■ **Task statement**: Go to the line containing "It would mean a lot if you could pinpoint the blue" below; retype it and all following lines exactly, and leave out the pictures.

Extracted data entries
-------

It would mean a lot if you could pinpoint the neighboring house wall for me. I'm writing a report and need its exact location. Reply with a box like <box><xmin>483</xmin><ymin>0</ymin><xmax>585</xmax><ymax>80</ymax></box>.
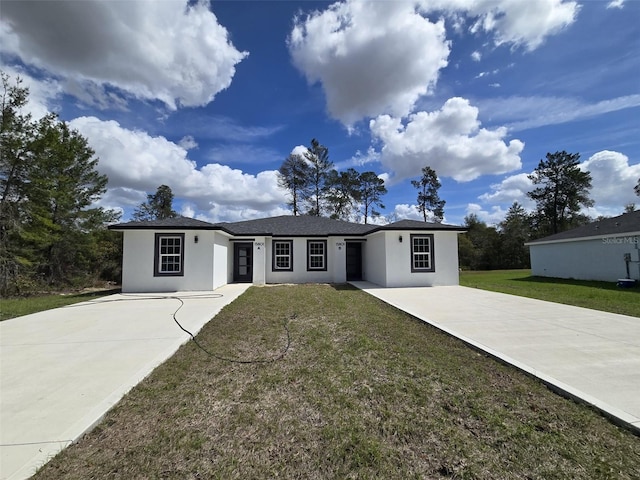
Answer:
<box><xmin>529</xmin><ymin>235</ymin><xmax>640</xmax><ymax>282</ymax></box>
<box><xmin>122</xmin><ymin>230</ymin><xmax>215</xmax><ymax>292</ymax></box>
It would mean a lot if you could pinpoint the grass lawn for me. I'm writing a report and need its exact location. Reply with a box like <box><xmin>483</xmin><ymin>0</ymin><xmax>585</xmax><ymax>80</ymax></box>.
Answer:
<box><xmin>35</xmin><ymin>285</ymin><xmax>640</xmax><ymax>480</ymax></box>
<box><xmin>0</xmin><ymin>289</ymin><xmax>120</xmax><ymax>321</ymax></box>
<box><xmin>460</xmin><ymin>270</ymin><xmax>640</xmax><ymax>317</ymax></box>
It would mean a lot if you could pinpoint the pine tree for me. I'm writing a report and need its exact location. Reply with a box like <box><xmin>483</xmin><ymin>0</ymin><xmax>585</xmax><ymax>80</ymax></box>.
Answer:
<box><xmin>527</xmin><ymin>151</ymin><xmax>593</xmax><ymax>234</ymax></box>
<box><xmin>411</xmin><ymin>166</ymin><xmax>446</xmax><ymax>223</ymax></box>
<box><xmin>132</xmin><ymin>185</ymin><xmax>178</xmax><ymax>221</ymax></box>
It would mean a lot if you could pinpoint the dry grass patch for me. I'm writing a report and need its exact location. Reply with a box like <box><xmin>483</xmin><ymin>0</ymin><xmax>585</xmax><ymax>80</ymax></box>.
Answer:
<box><xmin>36</xmin><ymin>285</ymin><xmax>640</xmax><ymax>480</ymax></box>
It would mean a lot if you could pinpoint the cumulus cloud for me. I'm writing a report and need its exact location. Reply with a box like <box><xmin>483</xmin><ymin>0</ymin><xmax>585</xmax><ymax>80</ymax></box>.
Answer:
<box><xmin>369</xmin><ymin>97</ymin><xmax>524</xmax><ymax>181</ymax></box>
<box><xmin>467</xmin><ymin>203</ymin><xmax>507</xmax><ymax>226</ymax></box>
<box><xmin>69</xmin><ymin>117</ymin><xmax>286</xmax><ymax>221</ymax></box>
<box><xmin>580</xmin><ymin>150</ymin><xmax>640</xmax><ymax>209</ymax></box>
<box><xmin>478</xmin><ymin>173</ymin><xmax>535</xmax><ymax>210</ymax></box>
<box><xmin>287</xmin><ymin>0</ymin><xmax>449</xmax><ymax>126</ymax></box>
<box><xmin>479</xmin><ymin>94</ymin><xmax>640</xmax><ymax>131</ymax></box>
<box><xmin>2</xmin><ymin>65</ymin><xmax>63</xmax><ymax>120</ymax></box>
<box><xmin>0</xmin><ymin>0</ymin><xmax>248</xmax><ymax>109</ymax></box>
<box><xmin>287</xmin><ymin>0</ymin><xmax>579</xmax><ymax>128</ymax></box>
<box><xmin>421</xmin><ymin>0</ymin><xmax>580</xmax><ymax>51</ymax></box>
<box><xmin>474</xmin><ymin>150</ymin><xmax>640</xmax><ymax>217</ymax></box>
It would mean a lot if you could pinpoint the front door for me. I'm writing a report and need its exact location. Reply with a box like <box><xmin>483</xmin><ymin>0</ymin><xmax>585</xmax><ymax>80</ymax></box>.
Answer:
<box><xmin>233</xmin><ymin>242</ymin><xmax>253</xmax><ymax>283</ymax></box>
<box><xmin>347</xmin><ymin>242</ymin><xmax>362</xmax><ymax>282</ymax></box>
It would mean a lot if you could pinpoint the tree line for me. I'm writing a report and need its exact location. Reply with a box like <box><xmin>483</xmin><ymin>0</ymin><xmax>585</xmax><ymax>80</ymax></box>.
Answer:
<box><xmin>0</xmin><ymin>72</ymin><xmax>120</xmax><ymax>296</ymax></box>
<box><xmin>458</xmin><ymin>151</ymin><xmax>640</xmax><ymax>270</ymax></box>
<box><xmin>278</xmin><ymin>138</ymin><xmax>387</xmax><ymax>223</ymax></box>
<box><xmin>0</xmin><ymin>72</ymin><xmax>640</xmax><ymax>296</ymax></box>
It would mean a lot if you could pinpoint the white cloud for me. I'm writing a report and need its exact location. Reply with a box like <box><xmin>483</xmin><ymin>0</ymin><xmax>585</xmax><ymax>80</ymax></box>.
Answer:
<box><xmin>1</xmin><ymin>65</ymin><xmax>62</xmax><ymax>120</ymax></box>
<box><xmin>0</xmin><ymin>0</ymin><xmax>247</xmax><ymax>109</ymax></box>
<box><xmin>478</xmin><ymin>173</ymin><xmax>535</xmax><ymax>210</ymax></box>
<box><xmin>288</xmin><ymin>0</ymin><xmax>449</xmax><ymax>126</ymax></box>
<box><xmin>474</xmin><ymin>150</ymin><xmax>640</xmax><ymax>217</ymax></box>
<box><xmin>421</xmin><ymin>0</ymin><xmax>580</xmax><ymax>51</ymax></box>
<box><xmin>467</xmin><ymin>203</ymin><xmax>507</xmax><ymax>226</ymax></box>
<box><xmin>370</xmin><ymin>97</ymin><xmax>524</xmax><ymax>181</ymax></box>
<box><xmin>178</xmin><ymin>135</ymin><xmax>198</xmax><ymax>150</ymax></box>
<box><xmin>479</xmin><ymin>94</ymin><xmax>640</xmax><ymax>131</ymax></box>
<box><xmin>580</xmin><ymin>150</ymin><xmax>640</xmax><ymax>209</ymax></box>
<box><xmin>69</xmin><ymin>117</ymin><xmax>286</xmax><ymax>221</ymax></box>
<box><xmin>607</xmin><ymin>0</ymin><xmax>624</xmax><ymax>8</ymax></box>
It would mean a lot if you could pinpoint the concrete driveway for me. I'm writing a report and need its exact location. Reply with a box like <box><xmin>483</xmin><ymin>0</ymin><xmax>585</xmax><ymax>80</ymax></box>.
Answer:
<box><xmin>353</xmin><ymin>282</ymin><xmax>640</xmax><ymax>433</ymax></box>
<box><xmin>0</xmin><ymin>284</ymin><xmax>250</xmax><ymax>480</ymax></box>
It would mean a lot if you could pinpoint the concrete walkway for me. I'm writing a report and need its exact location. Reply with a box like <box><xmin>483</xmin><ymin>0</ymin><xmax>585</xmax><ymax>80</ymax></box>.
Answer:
<box><xmin>352</xmin><ymin>282</ymin><xmax>640</xmax><ymax>433</ymax></box>
<box><xmin>0</xmin><ymin>284</ymin><xmax>250</xmax><ymax>480</ymax></box>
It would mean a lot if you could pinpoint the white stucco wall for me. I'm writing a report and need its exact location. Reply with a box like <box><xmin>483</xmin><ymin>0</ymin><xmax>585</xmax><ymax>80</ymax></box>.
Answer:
<box><xmin>529</xmin><ymin>235</ymin><xmax>640</xmax><ymax>282</ymax></box>
<box><xmin>362</xmin><ymin>232</ymin><xmax>387</xmax><ymax>286</ymax></box>
<box><xmin>365</xmin><ymin>231</ymin><xmax>459</xmax><ymax>287</ymax></box>
<box><xmin>213</xmin><ymin>233</ymin><xmax>230</xmax><ymax>289</ymax></box>
<box><xmin>122</xmin><ymin>230</ymin><xmax>215</xmax><ymax>292</ymax></box>
<box><xmin>262</xmin><ymin>237</ymin><xmax>346</xmax><ymax>283</ymax></box>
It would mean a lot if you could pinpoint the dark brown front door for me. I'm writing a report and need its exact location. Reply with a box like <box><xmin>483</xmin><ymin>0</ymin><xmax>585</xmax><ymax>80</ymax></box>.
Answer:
<box><xmin>347</xmin><ymin>242</ymin><xmax>362</xmax><ymax>282</ymax></box>
<box><xmin>233</xmin><ymin>243</ymin><xmax>253</xmax><ymax>283</ymax></box>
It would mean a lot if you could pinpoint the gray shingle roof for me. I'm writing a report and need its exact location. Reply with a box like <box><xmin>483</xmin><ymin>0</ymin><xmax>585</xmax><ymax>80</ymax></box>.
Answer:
<box><xmin>527</xmin><ymin>210</ymin><xmax>640</xmax><ymax>245</ymax></box>
<box><xmin>109</xmin><ymin>215</ymin><xmax>466</xmax><ymax>237</ymax></box>
<box><xmin>378</xmin><ymin>220</ymin><xmax>468</xmax><ymax>232</ymax></box>
<box><xmin>109</xmin><ymin>216</ymin><xmax>216</xmax><ymax>230</ymax></box>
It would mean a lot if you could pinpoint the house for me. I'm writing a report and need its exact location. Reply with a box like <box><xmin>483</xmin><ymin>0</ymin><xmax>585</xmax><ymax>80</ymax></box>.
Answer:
<box><xmin>525</xmin><ymin>211</ymin><xmax>640</xmax><ymax>282</ymax></box>
<box><xmin>109</xmin><ymin>216</ymin><xmax>466</xmax><ymax>292</ymax></box>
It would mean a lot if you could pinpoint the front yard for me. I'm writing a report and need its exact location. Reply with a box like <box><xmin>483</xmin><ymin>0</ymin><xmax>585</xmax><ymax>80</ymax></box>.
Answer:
<box><xmin>35</xmin><ymin>285</ymin><xmax>640</xmax><ymax>479</ymax></box>
<box><xmin>460</xmin><ymin>270</ymin><xmax>640</xmax><ymax>317</ymax></box>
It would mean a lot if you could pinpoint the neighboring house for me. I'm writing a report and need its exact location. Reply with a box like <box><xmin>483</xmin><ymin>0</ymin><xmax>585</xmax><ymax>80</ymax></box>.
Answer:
<box><xmin>109</xmin><ymin>216</ymin><xmax>466</xmax><ymax>292</ymax></box>
<box><xmin>525</xmin><ymin>211</ymin><xmax>640</xmax><ymax>282</ymax></box>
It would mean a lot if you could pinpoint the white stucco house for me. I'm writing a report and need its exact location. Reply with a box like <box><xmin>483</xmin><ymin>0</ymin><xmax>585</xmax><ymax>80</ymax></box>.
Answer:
<box><xmin>109</xmin><ymin>216</ymin><xmax>466</xmax><ymax>292</ymax></box>
<box><xmin>526</xmin><ymin>211</ymin><xmax>640</xmax><ymax>282</ymax></box>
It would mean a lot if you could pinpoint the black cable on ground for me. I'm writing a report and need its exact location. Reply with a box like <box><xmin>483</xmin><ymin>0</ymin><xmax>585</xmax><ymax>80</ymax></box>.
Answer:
<box><xmin>65</xmin><ymin>293</ymin><xmax>298</xmax><ymax>365</ymax></box>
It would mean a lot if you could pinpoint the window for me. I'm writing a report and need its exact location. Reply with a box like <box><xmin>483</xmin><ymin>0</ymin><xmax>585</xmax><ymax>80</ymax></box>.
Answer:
<box><xmin>272</xmin><ymin>240</ymin><xmax>293</xmax><ymax>272</ymax></box>
<box><xmin>154</xmin><ymin>233</ymin><xmax>184</xmax><ymax>277</ymax></box>
<box><xmin>411</xmin><ymin>235</ymin><xmax>435</xmax><ymax>272</ymax></box>
<box><xmin>307</xmin><ymin>240</ymin><xmax>327</xmax><ymax>270</ymax></box>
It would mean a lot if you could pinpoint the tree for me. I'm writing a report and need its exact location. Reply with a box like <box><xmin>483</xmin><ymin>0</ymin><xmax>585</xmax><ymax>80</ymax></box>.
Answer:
<box><xmin>325</xmin><ymin>168</ymin><xmax>360</xmax><ymax>220</ymax></box>
<box><xmin>277</xmin><ymin>153</ymin><xmax>311</xmax><ymax>215</ymax></box>
<box><xmin>411</xmin><ymin>166</ymin><xmax>446</xmax><ymax>223</ymax></box>
<box><xmin>458</xmin><ymin>213</ymin><xmax>502</xmax><ymax>270</ymax></box>
<box><xmin>23</xmin><ymin>115</ymin><xmax>117</xmax><ymax>285</ymax></box>
<box><xmin>527</xmin><ymin>151</ymin><xmax>593</xmax><ymax>234</ymax></box>
<box><xmin>304</xmin><ymin>138</ymin><xmax>333</xmax><ymax>217</ymax></box>
<box><xmin>358</xmin><ymin>172</ymin><xmax>387</xmax><ymax>223</ymax></box>
<box><xmin>0</xmin><ymin>72</ymin><xmax>35</xmax><ymax>294</ymax></box>
<box><xmin>132</xmin><ymin>185</ymin><xmax>178</xmax><ymax>221</ymax></box>
<box><xmin>499</xmin><ymin>202</ymin><xmax>531</xmax><ymax>268</ymax></box>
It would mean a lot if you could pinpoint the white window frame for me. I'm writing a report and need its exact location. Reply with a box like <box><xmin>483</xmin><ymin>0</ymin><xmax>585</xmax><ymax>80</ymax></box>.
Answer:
<box><xmin>154</xmin><ymin>233</ymin><xmax>184</xmax><ymax>277</ymax></box>
<box><xmin>272</xmin><ymin>240</ymin><xmax>293</xmax><ymax>272</ymax></box>
<box><xmin>307</xmin><ymin>240</ymin><xmax>327</xmax><ymax>272</ymax></box>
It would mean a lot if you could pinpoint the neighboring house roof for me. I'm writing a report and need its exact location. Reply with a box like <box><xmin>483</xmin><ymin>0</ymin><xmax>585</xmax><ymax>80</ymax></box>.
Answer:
<box><xmin>525</xmin><ymin>210</ymin><xmax>640</xmax><ymax>245</ymax></box>
<box><xmin>109</xmin><ymin>215</ymin><xmax>467</xmax><ymax>237</ymax></box>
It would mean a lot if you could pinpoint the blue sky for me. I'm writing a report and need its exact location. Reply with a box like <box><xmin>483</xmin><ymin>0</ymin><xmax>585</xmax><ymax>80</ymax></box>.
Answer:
<box><xmin>0</xmin><ymin>0</ymin><xmax>640</xmax><ymax>224</ymax></box>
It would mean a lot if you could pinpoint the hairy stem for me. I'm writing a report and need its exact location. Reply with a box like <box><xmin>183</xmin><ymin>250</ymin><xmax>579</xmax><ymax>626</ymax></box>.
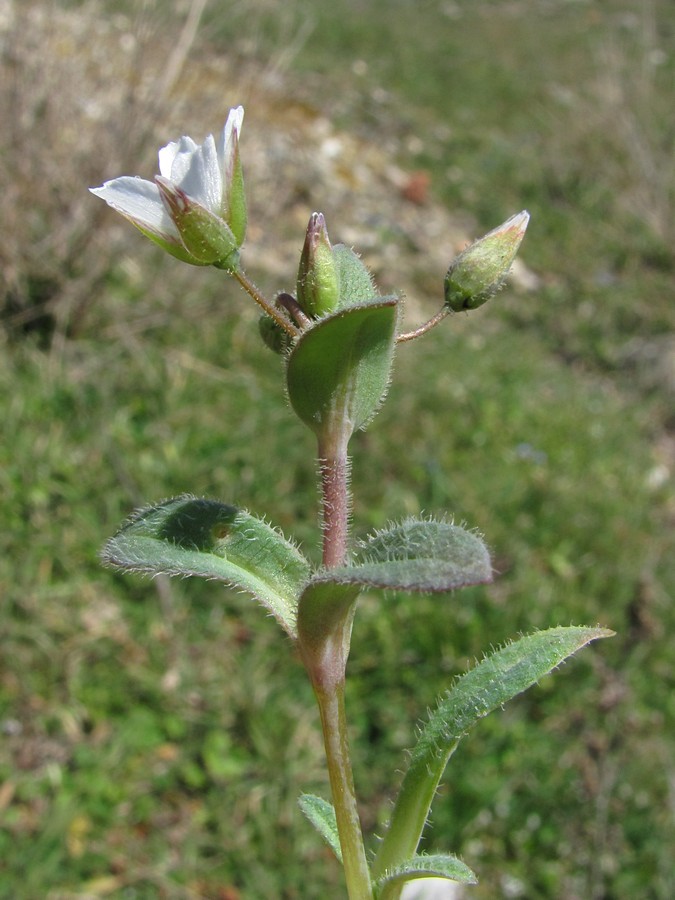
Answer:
<box><xmin>308</xmin><ymin>422</ymin><xmax>372</xmax><ymax>900</ymax></box>
<box><xmin>314</xmin><ymin>679</ymin><xmax>373</xmax><ymax>900</ymax></box>
<box><xmin>319</xmin><ymin>437</ymin><xmax>351</xmax><ymax>569</ymax></box>
<box><xmin>396</xmin><ymin>306</ymin><xmax>450</xmax><ymax>344</ymax></box>
<box><xmin>230</xmin><ymin>269</ymin><xmax>299</xmax><ymax>337</ymax></box>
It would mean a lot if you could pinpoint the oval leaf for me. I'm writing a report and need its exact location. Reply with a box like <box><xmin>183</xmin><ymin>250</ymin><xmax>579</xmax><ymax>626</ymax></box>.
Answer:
<box><xmin>373</xmin><ymin>626</ymin><xmax>613</xmax><ymax>877</ymax></box>
<box><xmin>344</xmin><ymin>519</ymin><xmax>492</xmax><ymax>593</ymax></box>
<box><xmin>298</xmin><ymin>794</ymin><xmax>342</xmax><ymax>862</ymax></box>
<box><xmin>101</xmin><ymin>494</ymin><xmax>310</xmax><ymax>638</ymax></box>
<box><xmin>286</xmin><ymin>297</ymin><xmax>398</xmax><ymax>438</ymax></box>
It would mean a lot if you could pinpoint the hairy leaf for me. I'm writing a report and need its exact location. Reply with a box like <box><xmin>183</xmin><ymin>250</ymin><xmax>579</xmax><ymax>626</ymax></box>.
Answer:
<box><xmin>346</xmin><ymin>519</ymin><xmax>492</xmax><ymax>593</ymax></box>
<box><xmin>101</xmin><ymin>494</ymin><xmax>310</xmax><ymax>638</ymax></box>
<box><xmin>286</xmin><ymin>297</ymin><xmax>398</xmax><ymax>438</ymax></box>
<box><xmin>375</xmin><ymin>853</ymin><xmax>478</xmax><ymax>900</ymax></box>
<box><xmin>298</xmin><ymin>794</ymin><xmax>342</xmax><ymax>862</ymax></box>
<box><xmin>374</xmin><ymin>626</ymin><xmax>613</xmax><ymax>877</ymax></box>
<box><xmin>333</xmin><ymin>244</ymin><xmax>377</xmax><ymax>309</ymax></box>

-------

■ **Reply to the exercise**:
It would mean a lot if you could pinpoint the blue sky for me. I'm writing a report and need its exact location. Reply with a box like <box><xmin>483</xmin><ymin>0</ymin><xmax>585</xmax><ymax>80</ymax></box>.
Answer:
<box><xmin>0</xmin><ymin>0</ymin><xmax>640</xmax><ymax>224</ymax></box>
It would mean a lot if you could pinpoint the hairy stem for me. I'm writing a report and need its exact location. Reply with a box like <box><xmin>183</xmin><ymin>250</ymin><xmax>579</xmax><ymax>626</ymax></box>.
Answer:
<box><xmin>308</xmin><ymin>422</ymin><xmax>372</xmax><ymax>900</ymax></box>
<box><xmin>314</xmin><ymin>679</ymin><xmax>373</xmax><ymax>900</ymax></box>
<box><xmin>319</xmin><ymin>437</ymin><xmax>351</xmax><ymax>569</ymax></box>
<box><xmin>396</xmin><ymin>306</ymin><xmax>450</xmax><ymax>344</ymax></box>
<box><xmin>230</xmin><ymin>269</ymin><xmax>299</xmax><ymax>337</ymax></box>
It would mean a lot if you could pinpoint the oval leaf for me. I'm writing a report and need its exact location. Reply with a box like <box><xmin>183</xmin><ymin>250</ymin><xmax>579</xmax><ymax>626</ymax></box>.
Answer:
<box><xmin>373</xmin><ymin>626</ymin><xmax>613</xmax><ymax>877</ymax></box>
<box><xmin>344</xmin><ymin>519</ymin><xmax>492</xmax><ymax>593</ymax></box>
<box><xmin>298</xmin><ymin>794</ymin><xmax>342</xmax><ymax>862</ymax></box>
<box><xmin>101</xmin><ymin>494</ymin><xmax>310</xmax><ymax>638</ymax></box>
<box><xmin>286</xmin><ymin>297</ymin><xmax>398</xmax><ymax>438</ymax></box>
It would mean a lot if you could pinpoint the hairy leaf for me. I'm writing a report and need its exact location. Reply with a box like <box><xmin>183</xmin><ymin>250</ymin><xmax>579</xmax><ymax>626</ymax></box>.
Answer:
<box><xmin>346</xmin><ymin>519</ymin><xmax>492</xmax><ymax>593</ymax></box>
<box><xmin>101</xmin><ymin>494</ymin><xmax>310</xmax><ymax>638</ymax></box>
<box><xmin>286</xmin><ymin>297</ymin><xmax>398</xmax><ymax>438</ymax></box>
<box><xmin>375</xmin><ymin>853</ymin><xmax>478</xmax><ymax>900</ymax></box>
<box><xmin>298</xmin><ymin>794</ymin><xmax>342</xmax><ymax>862</ymax></box>
<box><xmin>374</xmin><ymin>626</ymin><xmax>613</xmax><ymax>877</ymax></box>
<box><xmin>333</xmin><ymin>244</ymin><xmax>377</xmax><ymax>309</ymax></box>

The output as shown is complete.